(Required action):
All entries that follow are to be written out verbatim.

(Data excerpts):
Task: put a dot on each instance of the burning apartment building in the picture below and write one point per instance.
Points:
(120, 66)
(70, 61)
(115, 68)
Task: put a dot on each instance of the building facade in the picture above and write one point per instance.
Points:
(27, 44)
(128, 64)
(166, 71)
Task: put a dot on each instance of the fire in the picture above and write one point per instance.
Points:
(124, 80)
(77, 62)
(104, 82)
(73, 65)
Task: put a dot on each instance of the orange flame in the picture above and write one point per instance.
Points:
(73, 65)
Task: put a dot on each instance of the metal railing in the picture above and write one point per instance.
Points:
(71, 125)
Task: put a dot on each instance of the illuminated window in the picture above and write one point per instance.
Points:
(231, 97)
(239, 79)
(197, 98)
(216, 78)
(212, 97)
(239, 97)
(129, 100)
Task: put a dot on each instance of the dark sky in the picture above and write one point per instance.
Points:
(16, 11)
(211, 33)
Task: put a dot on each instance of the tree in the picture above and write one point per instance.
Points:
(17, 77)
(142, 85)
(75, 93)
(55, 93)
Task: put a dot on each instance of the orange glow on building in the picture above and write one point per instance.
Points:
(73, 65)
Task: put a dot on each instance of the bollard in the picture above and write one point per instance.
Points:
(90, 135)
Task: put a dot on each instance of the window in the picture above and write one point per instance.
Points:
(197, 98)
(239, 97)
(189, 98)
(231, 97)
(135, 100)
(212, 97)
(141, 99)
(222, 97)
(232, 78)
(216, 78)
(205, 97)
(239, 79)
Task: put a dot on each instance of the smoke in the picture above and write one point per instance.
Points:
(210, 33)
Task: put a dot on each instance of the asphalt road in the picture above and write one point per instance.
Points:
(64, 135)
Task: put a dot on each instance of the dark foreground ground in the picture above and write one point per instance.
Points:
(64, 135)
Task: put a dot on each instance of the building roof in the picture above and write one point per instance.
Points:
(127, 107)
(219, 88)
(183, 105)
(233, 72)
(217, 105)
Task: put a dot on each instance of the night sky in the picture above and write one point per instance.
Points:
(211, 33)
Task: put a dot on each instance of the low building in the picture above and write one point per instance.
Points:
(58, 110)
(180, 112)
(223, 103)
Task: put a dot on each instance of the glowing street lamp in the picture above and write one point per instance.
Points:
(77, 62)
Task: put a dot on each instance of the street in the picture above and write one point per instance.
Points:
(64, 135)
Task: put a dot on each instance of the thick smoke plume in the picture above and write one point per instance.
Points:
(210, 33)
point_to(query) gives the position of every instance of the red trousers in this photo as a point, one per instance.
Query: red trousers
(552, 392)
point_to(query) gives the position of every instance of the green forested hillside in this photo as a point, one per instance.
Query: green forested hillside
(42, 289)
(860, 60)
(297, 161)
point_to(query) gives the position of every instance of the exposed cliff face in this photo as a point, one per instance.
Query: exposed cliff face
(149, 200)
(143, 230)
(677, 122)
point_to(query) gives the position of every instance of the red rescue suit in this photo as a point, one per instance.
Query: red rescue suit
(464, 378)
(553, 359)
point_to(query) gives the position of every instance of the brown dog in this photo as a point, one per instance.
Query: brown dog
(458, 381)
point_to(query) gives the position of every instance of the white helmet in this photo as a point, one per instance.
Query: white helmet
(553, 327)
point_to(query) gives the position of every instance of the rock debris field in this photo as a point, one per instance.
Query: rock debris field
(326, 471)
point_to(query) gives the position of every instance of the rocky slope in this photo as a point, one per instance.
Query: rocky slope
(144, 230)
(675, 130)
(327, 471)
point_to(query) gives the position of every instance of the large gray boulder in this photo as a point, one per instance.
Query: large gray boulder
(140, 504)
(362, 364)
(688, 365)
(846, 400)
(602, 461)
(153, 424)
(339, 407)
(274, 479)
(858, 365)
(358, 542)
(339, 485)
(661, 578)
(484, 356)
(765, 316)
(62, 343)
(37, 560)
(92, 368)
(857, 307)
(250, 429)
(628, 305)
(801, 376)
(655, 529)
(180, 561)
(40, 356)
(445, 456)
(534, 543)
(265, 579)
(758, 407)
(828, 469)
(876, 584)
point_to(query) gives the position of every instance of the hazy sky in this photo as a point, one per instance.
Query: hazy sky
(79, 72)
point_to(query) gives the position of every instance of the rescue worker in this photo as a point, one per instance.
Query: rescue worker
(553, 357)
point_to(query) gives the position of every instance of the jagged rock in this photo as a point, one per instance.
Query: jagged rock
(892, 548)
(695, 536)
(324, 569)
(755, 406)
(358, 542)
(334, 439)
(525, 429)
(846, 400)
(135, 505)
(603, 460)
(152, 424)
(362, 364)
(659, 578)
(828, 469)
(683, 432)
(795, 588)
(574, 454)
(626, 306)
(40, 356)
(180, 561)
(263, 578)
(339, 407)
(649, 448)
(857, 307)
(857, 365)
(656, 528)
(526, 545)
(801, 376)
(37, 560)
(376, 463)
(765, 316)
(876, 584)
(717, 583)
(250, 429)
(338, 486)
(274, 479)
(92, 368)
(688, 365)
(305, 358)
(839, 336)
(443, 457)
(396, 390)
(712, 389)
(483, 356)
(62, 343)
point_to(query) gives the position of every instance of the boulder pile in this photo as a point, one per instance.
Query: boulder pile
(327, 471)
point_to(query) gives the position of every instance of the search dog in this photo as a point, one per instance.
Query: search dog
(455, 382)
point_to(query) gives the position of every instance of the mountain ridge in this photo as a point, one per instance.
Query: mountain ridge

(Expected answer):
Task: put a dot on each instance of the burning apartment building in the picture below and write one point per instance.
Points:
(120, 66)
(70, 61)
(115, 68)
Task: put a dot on each instance of the building facade in the picture above and write one point per instance.
Points:
(27, 44)
(128, 64)
(166, 71)
Task: put a dot on each instance of the fire in the picture above and write one point per instance.
Points:
(124, 80)
(77, 62)
(104, 82)
(73, 65)
Task: put a dot on each instance of the orange flame in the picture above and write one point per instance.
Points:
(73, 65)
Task: put a dot on each instance of the metal railing in the picture above and write one point per instance.
Points:
(71, 125)
Task: put a dot on each instance of the illuminated window in the picture above and write one point per instance.
Points:
(231, 97)
(239, 79)
(197, 98)
(216, 78)
(212, 97)
(239, 97)
(129, 100)
Task: put a dot on each instance of the dark sky in the picture above and write one point per instance.
Points:
(16, 11)
(211, 33)
Task: put a dot on each instance of the tree in the picture above and write one point per instance.
Points:
(17, 77)
(142, 85)
(75, 93)
(55, 93)
Task: put a dot on each instance of the orange glow on building in the picture above and write one point per instance.
Points:
(73, 65)
Task: put a dot on each instance of the bollard in the picture above and write one point per instance.
Points:
(90, 135)
Task: put a dot on each instance of the window in the picture above and write one point per instance.
Points:
(197, 98)
(239, 97)
(189, 98)
(231, 97)
(135, 100)
(212, 97)
(141, 99)
(222, 97)
(232, 78)
(216, 78)
(205, 97)
(239, 79)
Task: put a dot on each instance of the smoke in the picture above and write one point per instance.
Points:
(210, 33)
Task: put a dot on each instance of the asphalt road in the picture above and write one point per instance.
Points:
(64, 135)
Task: put a dot on each instance of the dark foreground ground in the picture above and write one point per instance.
Points:
(64, 135)
Task: put a dot on each instance of the building roof in the picture above and write one point per instance.
Points:
(127, 107)
(219, 88)
(183, 105)
(233, 72)
(217, 105)
Task: put a dot on each instance of the night sky in the picture above and write one point per instance.
Points:
(211, 33)
Task: put a dot on each instance of the low building in the picture above and write one point per instance.
Points:
(58, 110)
(180, 112)
(223, 103)
Task: put a dot on each instance of the glowing street lamp in the picture above and write one point per instance.
Points:
(77, 62)
Task: put a dot on each instance of the street in the picture above and write one point per instance.
Points:
(64, 135)
Task: put a dot on each instance of the thick smoke plume in the picture above and write one point per instance.
Points:
(210, 33)
point_to(query) gives the position of every instance of the red trousers in this photo as a point, one per instance.
Query: red trousers
(552, 392)
point_to(query) gives the position of every instance of the green forested hillside in this photo as a point, one per instance.
Query: green forested hillside
(42, 289)
(860, 60)
(297, 161)
point_to(query) gives the position of every instance of the exposed cliff face in this photo as a point, one per instance.
Query: exposed cliff face
(149, 200)
(143, 230)
(677, 122)
point_to(query) gives the position of every instance of the red rescue suit in this photo as a point, one per instance.
Query: red rescue suit
(464, 378)
(553, 359)
point_to(query) gives the position of every instance of the brown dog in this photo as a point, one per instance.
Query: brown dog
(458, 381)
point_to(query) gives the position of every instance of the white helmet in this photo as a point, one per instance.
Query: white helmet
(553, 327)
point_to(query) gives the position of every instance of the rock debris field in this photo as a point, one per instance.
Query: rock debris field
(326, 471)
point_to(query) gives the position of every instance of the rocky slope in this photo as a point, one per instance.
Query: rocky slope
(144, 230)
(675, 130)
(327, 471)
point_to(query) gives the position of every instance of the large gray boulder in this photo as a point, one per instance.
Query: large gray boulder
(140, 504)
(362, 364)
(688, 365)
(846, 400)
(602, 461)
(153, 424)
(339, 407)
(274, 479)
(858, 365)
(358, 542)
(339, 485)
(661, 578)
(484, 356)
(765, 316)
(62, 343)
(37, 560)
(92, 368)
(857, 307)
(250, 429)
(628, 305)
(801, 376)
(655, 529)
(180, 561)
(40, 356)
(445, 456)
(534, 543)
(265, 579)
(758, 407)
(828, 469)
(876, 584)
point_to(query) gives the position of every instance of the hazy sky in this photo as a point, one per instance.
Query: hazy sky
(79, 72)
point_to(query) gives the position of every instance of the rescue worker in this photo as a point, one per instance.
Query: rescue worker
(553, 357)
point_to(query) gives the position of every instance of the jagged rock in this photo as a point, one per instance.
Query: jagged rock
(892, 548)
(695, 536)
(324, 569)
(755, 406)
(358, 542)
(334, 439)
(525, 429)
(846, 400)
(135, 505)
(603, 460)
(152, 424)
(362, 364)
(659, 578)
(828, 469)
(683, 432)
(795, 588)
(574, 454)
(626, 306)
(40, 356)
(180, 561)
(263, 578)
(339, 407)
(649, 448)
(857, 307)
(857, 365)
(656, 528)
(526, 545)
(801, 376)
(37, 560)
(376, 463)
(765, 316)
(876, 584)
(717, 583)
(250, 429)
(338, 486)
(274, 479)
(92, 368)
(688, 365)
(305, 358)
(839, 336)
(443, 457)
(396, 390)
(712, 389)
(483, 356)
(62, 343)
point_to(query) gives the position of every instance of the boulder pile in this photo as a point, one per instance.
Query: boulder pile
(327, 471)
point_to(query) gives the position of every instance of the search dog in this photo as a point, one per instance.
Query: search dog
(455, 382)
point_to(query) gives the position of every instance of the mountain ridge in this photo as a point, one per instance.
Query: mountain ridge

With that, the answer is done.